Extract to read:
● ● ● ● ●
By Falah Alwan, president of the FWCUI
We have a catastrophic situation in Haweeja, near Kirkuk. There is an American munitions training centre in the province and the local people are suffering from living near the weapons testing. 412 children are suffering from radiation sickness. The FWCUI recently participated in a delegation organised by the Organisation for Women's Freedom in Iraq (OWFI) to meet local residents and discuss the issues. There are hundreds of people with illnesses, including cancer. People cannot afford proper medical treatment; FWCUI and OWFI are demanding that the weapons testing stops, that the site is cleaned up and that people are given access to the medical treatment they need.
Another important issue at the moment is the new harbour Kuwait is building near Iraq shores, Mubarak Port, which is named for the Kuwaiti ruling family. Iraq currently has very limited access to the sea through ports such as Umm Qasr and al-Faw. The new harbour will prevent Iraqi ports from functioning properly and will make sea trade difficult. There have been many demonstrations and protests against the building of the Kuwaiti harbour; workers and other activists have been holding demonstrations to demand construction ceases.
The Kuwaiti government is the main force behind the project but it may be working with others. It will reshape transport and trade in the Gulf and prevent Iraqi from exporting gas. Many countries have interests in controlling sea trade in this area including Qatar, Saudi Arabia and Iran. These countries may not be directly involved but they could benefit from the weakening of Iraq's sea-trading potential.
According to a member of the workers' committee in al-Faw, 100,000 jobs in Iraq will be under threat if this harbour goes ahead. Our federation has issued a statement to urge all workers to continue demonstrations and to make this issue central to the mass protest on 9 September.
● ● ● ● ●
Data:
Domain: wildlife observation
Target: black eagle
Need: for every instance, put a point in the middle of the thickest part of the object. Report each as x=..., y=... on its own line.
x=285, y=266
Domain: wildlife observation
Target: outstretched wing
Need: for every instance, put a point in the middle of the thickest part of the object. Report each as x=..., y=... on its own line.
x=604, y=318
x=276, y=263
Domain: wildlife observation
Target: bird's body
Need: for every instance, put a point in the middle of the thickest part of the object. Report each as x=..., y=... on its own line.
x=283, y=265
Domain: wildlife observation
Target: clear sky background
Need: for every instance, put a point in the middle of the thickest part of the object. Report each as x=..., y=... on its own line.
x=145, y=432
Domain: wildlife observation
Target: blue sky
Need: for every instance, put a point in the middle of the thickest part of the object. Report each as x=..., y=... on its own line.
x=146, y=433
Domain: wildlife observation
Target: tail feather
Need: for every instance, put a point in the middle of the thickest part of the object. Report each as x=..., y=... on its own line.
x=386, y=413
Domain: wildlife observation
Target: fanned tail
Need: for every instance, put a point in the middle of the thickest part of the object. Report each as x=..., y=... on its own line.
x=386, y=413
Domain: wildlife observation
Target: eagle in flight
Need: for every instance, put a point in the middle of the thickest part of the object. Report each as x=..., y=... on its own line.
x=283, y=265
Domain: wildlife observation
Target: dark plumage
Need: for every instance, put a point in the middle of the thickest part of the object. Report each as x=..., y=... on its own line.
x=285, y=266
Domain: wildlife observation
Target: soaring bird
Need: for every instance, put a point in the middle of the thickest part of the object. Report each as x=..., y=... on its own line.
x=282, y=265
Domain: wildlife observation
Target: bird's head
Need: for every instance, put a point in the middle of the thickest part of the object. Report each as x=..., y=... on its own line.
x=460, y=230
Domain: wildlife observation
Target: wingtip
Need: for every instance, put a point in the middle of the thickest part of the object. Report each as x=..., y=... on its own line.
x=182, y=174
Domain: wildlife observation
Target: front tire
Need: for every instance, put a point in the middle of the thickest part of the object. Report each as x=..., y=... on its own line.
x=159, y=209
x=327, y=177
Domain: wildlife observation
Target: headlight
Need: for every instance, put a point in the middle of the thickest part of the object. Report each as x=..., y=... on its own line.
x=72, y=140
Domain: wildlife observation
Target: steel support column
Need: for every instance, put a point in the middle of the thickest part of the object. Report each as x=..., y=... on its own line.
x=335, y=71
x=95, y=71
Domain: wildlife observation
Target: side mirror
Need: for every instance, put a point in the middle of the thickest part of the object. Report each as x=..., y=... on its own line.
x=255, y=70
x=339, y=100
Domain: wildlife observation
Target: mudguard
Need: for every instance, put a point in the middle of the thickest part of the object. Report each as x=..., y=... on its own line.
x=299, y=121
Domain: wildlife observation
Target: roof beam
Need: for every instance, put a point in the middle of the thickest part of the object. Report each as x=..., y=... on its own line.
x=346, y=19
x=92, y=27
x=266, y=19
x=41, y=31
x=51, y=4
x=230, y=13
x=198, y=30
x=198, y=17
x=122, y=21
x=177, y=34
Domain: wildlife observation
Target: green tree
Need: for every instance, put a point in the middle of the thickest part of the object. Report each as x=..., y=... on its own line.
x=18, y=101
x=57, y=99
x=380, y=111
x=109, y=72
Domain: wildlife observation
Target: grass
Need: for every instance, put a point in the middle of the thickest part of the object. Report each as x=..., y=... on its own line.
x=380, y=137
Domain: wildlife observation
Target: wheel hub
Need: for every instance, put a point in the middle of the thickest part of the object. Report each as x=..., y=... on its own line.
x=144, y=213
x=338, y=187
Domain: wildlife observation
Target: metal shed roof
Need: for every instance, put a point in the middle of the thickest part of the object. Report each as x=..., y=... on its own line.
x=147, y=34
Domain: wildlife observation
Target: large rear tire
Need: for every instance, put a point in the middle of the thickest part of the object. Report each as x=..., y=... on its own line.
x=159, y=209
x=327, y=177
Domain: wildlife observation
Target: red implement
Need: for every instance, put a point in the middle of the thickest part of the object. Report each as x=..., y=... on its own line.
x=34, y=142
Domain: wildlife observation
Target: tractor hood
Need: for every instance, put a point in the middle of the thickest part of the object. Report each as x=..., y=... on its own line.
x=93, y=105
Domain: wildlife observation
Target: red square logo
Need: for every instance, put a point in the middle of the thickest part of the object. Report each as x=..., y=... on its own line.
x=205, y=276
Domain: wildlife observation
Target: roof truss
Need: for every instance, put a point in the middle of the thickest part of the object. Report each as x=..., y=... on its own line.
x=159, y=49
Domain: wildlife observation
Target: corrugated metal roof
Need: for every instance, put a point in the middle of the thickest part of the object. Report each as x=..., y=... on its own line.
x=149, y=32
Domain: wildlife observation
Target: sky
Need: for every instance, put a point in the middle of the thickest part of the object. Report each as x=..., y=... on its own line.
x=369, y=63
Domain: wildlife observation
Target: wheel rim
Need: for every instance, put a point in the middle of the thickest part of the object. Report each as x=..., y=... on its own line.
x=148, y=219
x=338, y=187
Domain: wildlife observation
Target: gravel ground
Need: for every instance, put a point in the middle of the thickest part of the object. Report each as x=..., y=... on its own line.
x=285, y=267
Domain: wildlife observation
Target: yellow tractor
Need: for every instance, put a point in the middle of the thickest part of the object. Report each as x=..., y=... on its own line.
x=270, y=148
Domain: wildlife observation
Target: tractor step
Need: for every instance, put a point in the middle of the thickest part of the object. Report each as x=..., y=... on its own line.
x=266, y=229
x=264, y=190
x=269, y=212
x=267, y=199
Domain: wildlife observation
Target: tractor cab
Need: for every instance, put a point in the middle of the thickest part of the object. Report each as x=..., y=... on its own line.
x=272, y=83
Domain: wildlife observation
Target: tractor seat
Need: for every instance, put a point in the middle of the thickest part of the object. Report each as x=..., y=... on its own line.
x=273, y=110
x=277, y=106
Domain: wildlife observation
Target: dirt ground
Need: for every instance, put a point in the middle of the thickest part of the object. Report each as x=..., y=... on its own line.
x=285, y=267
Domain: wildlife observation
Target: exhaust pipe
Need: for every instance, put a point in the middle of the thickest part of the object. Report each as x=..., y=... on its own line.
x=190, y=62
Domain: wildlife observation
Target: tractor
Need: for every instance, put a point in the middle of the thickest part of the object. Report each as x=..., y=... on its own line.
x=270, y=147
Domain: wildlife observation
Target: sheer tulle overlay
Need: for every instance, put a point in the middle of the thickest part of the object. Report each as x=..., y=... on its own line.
● ● ● ● ●
Work instruction 1:
Answer these questions about the article on Haweeja and Mubarak Port:
(a) How many children in Haweeja are suffering from radiation sickness?
(b) Which two ports does the article name as giving Iraq its limited access to the sea?
(c) How many jobs in Iraq does a member of the workers' committee in al-Faw say will be under threat if the harbour goes ahead?
Work instruction 2:
Rewrite the passage of the article on Haweeja and Mubarak Port starting with "According to a" and going on through "on 9 September.", putting "port" in place of "harbour".

Written response 1:
(a) 412
(b) Umm Qasr and al-Faw
(c) 100,000

Written response 2:
According to a member of the workers' committee in al-Faw, 100,000 jobs in Iraq will be under threat if this port goes ahead. Our federation has issued a statement to urge all workers to continue demonstrations and to make this issue central to the mass protest on 9 September.